Copy out verbatim the rows below that begin with the line containing "desk, it would be much appreciated." and end with the line containing "[[[580,368],[623,365],[623,269],[580,262],[575,332]]]", including both of those lines.
══════════════════════════════
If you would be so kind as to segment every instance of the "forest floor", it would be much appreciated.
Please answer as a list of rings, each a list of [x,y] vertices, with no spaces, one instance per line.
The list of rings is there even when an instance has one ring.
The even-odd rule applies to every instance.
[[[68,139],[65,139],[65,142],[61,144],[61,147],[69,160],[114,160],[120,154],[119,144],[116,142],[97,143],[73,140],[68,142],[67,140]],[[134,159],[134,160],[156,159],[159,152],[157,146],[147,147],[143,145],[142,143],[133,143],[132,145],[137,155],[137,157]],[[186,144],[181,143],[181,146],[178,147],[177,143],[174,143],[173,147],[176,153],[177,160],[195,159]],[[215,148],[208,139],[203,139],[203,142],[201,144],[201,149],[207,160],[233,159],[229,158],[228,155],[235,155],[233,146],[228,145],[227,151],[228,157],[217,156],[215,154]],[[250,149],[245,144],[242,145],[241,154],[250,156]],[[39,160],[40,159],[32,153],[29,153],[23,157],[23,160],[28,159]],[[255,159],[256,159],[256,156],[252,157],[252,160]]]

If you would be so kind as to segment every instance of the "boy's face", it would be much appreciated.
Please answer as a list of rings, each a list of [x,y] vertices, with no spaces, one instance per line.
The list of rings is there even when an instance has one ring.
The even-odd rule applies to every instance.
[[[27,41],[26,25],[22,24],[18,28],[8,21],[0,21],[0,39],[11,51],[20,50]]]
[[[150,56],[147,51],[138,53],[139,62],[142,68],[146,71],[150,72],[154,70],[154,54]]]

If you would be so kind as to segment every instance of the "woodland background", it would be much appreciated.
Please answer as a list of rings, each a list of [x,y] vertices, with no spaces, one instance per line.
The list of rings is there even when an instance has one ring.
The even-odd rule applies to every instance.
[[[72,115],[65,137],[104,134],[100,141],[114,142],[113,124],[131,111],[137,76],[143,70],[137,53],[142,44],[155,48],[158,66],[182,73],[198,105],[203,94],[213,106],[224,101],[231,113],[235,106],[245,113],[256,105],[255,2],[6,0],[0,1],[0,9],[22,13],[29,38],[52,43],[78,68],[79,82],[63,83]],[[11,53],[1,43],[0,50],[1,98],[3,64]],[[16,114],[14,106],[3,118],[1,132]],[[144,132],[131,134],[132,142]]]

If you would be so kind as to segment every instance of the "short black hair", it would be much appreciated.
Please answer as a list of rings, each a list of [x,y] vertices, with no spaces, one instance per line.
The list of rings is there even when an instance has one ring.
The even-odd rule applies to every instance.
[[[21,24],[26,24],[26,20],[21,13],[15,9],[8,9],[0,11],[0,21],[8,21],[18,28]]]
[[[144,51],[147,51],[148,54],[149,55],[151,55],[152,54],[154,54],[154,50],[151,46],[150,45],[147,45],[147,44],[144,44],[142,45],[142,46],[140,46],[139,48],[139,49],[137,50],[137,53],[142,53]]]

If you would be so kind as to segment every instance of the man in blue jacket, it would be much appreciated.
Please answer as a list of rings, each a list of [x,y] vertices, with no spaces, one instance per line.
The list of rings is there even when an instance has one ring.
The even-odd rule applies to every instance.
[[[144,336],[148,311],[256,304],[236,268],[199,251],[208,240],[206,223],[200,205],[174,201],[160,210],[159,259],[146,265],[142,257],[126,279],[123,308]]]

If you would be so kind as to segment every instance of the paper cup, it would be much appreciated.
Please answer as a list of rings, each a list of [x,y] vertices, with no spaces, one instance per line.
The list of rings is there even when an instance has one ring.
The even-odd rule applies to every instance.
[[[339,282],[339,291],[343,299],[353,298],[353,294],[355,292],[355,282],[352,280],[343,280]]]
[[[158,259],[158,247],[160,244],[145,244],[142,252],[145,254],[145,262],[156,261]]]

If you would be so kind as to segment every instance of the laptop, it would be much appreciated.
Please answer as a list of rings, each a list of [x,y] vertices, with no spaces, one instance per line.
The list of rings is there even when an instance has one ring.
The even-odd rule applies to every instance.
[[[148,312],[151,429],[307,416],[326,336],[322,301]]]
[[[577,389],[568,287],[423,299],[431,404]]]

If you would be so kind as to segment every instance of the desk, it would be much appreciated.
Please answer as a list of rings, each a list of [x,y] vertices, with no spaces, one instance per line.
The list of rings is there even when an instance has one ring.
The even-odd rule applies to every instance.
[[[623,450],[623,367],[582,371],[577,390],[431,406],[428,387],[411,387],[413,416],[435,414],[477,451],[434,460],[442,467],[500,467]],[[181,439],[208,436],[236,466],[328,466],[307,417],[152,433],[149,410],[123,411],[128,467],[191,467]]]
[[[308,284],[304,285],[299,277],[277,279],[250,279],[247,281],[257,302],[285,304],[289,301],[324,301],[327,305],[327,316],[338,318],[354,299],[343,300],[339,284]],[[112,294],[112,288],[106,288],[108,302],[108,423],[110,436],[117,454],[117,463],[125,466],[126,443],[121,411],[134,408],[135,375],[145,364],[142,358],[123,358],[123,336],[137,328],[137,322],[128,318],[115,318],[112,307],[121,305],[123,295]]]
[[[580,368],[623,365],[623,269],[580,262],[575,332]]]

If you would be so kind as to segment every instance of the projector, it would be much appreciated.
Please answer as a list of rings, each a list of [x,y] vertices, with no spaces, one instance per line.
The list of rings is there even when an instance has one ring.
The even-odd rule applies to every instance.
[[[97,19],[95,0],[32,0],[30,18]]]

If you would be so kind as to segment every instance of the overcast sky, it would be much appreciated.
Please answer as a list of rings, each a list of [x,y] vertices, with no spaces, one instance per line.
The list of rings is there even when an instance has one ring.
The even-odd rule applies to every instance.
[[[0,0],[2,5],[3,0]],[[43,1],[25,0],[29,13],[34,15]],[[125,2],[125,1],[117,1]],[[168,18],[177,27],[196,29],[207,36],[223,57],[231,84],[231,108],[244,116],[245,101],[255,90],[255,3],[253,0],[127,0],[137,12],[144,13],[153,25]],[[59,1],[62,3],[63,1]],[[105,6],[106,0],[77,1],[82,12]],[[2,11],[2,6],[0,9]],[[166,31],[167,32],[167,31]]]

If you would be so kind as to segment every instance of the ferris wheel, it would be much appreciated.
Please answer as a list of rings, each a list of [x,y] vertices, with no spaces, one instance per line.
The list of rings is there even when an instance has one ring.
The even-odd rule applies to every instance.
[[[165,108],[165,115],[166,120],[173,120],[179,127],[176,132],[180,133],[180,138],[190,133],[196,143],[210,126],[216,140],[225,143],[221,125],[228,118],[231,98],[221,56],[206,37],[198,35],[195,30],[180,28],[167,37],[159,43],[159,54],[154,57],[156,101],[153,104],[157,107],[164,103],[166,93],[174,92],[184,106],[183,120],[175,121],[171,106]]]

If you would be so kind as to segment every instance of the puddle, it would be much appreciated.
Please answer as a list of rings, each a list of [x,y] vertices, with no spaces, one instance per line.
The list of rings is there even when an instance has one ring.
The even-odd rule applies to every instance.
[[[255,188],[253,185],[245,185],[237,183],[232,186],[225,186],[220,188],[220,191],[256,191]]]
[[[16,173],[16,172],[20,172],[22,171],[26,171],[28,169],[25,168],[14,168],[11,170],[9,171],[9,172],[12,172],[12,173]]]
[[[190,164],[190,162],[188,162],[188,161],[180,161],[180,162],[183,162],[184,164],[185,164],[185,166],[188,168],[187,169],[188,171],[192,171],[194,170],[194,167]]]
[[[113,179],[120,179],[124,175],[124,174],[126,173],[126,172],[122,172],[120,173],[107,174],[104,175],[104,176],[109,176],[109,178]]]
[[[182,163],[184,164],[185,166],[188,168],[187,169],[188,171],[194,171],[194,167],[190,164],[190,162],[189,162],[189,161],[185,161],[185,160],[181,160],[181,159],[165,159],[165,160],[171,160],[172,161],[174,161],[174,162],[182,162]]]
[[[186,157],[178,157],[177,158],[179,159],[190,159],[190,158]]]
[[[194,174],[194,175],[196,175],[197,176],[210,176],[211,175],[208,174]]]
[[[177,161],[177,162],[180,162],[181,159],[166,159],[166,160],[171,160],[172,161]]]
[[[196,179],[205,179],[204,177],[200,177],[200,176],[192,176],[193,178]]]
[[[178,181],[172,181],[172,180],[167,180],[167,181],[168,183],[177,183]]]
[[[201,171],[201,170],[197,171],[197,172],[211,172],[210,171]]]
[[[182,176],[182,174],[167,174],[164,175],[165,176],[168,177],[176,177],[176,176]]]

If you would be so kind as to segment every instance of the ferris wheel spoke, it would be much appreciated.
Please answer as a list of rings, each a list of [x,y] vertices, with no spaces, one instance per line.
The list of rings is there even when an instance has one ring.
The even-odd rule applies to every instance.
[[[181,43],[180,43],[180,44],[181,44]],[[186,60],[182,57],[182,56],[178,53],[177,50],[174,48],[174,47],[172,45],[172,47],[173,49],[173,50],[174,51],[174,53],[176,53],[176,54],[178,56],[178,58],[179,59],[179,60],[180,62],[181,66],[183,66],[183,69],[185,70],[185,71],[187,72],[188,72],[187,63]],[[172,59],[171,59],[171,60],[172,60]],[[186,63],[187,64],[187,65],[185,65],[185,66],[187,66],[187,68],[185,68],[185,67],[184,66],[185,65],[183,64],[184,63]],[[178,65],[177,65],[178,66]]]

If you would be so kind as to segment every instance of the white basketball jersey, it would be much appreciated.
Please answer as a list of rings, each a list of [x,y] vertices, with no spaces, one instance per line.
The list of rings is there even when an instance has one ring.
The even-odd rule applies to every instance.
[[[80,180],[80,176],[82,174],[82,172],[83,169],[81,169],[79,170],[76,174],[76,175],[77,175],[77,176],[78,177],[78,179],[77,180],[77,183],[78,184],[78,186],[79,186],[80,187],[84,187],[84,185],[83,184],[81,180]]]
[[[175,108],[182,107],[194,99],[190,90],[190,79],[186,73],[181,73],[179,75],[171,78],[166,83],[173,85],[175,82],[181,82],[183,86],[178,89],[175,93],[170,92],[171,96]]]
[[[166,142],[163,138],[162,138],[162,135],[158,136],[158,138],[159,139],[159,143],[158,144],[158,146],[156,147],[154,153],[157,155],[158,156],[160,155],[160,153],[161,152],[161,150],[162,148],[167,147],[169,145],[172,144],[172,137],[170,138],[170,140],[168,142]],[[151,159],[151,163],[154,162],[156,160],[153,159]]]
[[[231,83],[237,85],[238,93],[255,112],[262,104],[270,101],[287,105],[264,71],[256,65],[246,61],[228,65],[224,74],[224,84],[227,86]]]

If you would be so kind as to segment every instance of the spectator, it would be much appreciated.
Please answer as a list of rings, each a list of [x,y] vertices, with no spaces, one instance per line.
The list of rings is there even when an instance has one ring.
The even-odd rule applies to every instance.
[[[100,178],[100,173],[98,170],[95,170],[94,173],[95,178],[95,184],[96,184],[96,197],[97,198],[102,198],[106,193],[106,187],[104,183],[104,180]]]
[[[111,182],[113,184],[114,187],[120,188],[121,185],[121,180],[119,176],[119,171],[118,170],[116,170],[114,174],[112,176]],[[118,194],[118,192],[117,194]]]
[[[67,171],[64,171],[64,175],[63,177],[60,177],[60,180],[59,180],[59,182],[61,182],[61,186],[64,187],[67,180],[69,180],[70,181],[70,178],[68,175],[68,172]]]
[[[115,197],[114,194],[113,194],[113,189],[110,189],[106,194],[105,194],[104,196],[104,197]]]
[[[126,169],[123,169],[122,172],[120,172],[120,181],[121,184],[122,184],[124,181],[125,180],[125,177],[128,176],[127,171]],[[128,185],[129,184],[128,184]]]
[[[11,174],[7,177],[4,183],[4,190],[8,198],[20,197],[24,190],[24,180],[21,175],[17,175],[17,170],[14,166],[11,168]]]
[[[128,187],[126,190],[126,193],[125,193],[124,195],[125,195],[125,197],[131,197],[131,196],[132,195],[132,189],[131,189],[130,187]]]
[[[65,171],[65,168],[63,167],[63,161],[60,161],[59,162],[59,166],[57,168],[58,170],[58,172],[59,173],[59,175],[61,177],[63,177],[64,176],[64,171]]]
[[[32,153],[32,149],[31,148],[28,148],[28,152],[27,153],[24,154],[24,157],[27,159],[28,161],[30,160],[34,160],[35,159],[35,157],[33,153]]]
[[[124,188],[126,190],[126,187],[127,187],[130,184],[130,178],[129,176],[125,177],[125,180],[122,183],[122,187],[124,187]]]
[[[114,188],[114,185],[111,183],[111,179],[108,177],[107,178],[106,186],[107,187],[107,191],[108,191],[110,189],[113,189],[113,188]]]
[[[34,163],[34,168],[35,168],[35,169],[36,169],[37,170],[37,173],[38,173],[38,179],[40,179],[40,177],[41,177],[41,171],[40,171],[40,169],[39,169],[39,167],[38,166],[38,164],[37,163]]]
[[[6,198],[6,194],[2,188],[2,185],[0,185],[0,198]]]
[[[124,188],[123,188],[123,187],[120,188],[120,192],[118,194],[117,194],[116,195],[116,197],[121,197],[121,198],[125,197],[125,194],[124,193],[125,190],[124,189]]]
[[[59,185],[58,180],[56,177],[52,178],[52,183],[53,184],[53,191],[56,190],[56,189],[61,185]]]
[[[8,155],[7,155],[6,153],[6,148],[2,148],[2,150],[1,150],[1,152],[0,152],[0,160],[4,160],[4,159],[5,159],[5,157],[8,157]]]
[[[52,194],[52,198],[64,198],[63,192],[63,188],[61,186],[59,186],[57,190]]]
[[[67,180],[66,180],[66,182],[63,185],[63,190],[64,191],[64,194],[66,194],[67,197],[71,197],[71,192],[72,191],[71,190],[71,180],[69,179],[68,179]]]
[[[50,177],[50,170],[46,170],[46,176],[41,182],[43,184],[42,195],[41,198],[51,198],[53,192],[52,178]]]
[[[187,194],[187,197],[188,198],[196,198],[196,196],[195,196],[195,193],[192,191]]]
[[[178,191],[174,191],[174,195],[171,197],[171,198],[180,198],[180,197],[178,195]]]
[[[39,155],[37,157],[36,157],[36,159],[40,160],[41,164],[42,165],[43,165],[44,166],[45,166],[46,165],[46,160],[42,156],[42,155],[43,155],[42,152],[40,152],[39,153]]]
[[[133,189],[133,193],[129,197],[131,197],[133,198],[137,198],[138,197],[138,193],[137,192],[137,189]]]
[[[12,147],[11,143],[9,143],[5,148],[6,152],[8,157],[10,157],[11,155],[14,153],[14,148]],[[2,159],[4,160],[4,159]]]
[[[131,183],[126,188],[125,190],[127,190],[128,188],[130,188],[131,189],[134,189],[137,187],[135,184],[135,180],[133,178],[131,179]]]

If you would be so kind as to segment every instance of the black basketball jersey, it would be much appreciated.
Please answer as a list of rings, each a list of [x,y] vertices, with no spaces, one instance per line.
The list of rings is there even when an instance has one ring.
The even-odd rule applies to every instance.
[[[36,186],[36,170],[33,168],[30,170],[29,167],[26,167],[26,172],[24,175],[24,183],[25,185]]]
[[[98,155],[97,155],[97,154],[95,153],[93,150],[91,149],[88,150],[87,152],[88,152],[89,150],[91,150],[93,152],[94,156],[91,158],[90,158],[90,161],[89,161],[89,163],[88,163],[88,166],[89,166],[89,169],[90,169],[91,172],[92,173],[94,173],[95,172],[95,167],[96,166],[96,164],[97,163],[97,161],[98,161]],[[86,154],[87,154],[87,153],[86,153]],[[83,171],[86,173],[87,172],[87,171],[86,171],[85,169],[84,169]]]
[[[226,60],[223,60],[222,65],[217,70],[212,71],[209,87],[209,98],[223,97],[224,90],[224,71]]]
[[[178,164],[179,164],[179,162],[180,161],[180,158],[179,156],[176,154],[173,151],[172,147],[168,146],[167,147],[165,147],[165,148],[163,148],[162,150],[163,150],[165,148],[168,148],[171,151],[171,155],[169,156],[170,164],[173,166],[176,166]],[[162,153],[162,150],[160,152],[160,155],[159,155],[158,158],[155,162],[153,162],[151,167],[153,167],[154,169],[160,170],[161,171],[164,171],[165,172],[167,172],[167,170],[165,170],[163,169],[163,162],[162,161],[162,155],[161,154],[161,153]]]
══════════════════════════════
__Completed task__.
If you would be so kind as to segment every instance of the desk, it would be much appreciated.
Please answer as a list of rings, each a list of [x,y] vertices, with no spaces, one instance per line.
The list of rings is there even when an instance has one ring.
The even-odd rule applies to every instance.
[[[623,450],[623,367],[582,371],[577,390],[431,406],[428,387],[411,387],[413,416],[435,414],[477,451],[434,460],[442,467],[500,467]],[[181,439],[208,436],[236,466],[328,466],[307,417],[152,433],[149,410],[123,411],[128,467],[191,467]]]
[[[308,284],[304,285],[299,277],[277,279],[250,279],[247,281],[257,302],[285,304],[289,301],[324,301],[327,305],[327,316],[338,318],[354,299],[343,300],[339,284]],[[112,294],[112,288],[106,288],[108,302],[108,423],[110,436],[117,454],[117,463],[125,466],[126,443],[121,411],[134,408],[135,375],[145,364],[142,358],[123,358],[123,336],[137,328],[137,322],[128,318],[115,318],[112,307],[121,305],[123,295]]]
[[[580,368],[623,365],[623,269],[580,262],[575,332]]]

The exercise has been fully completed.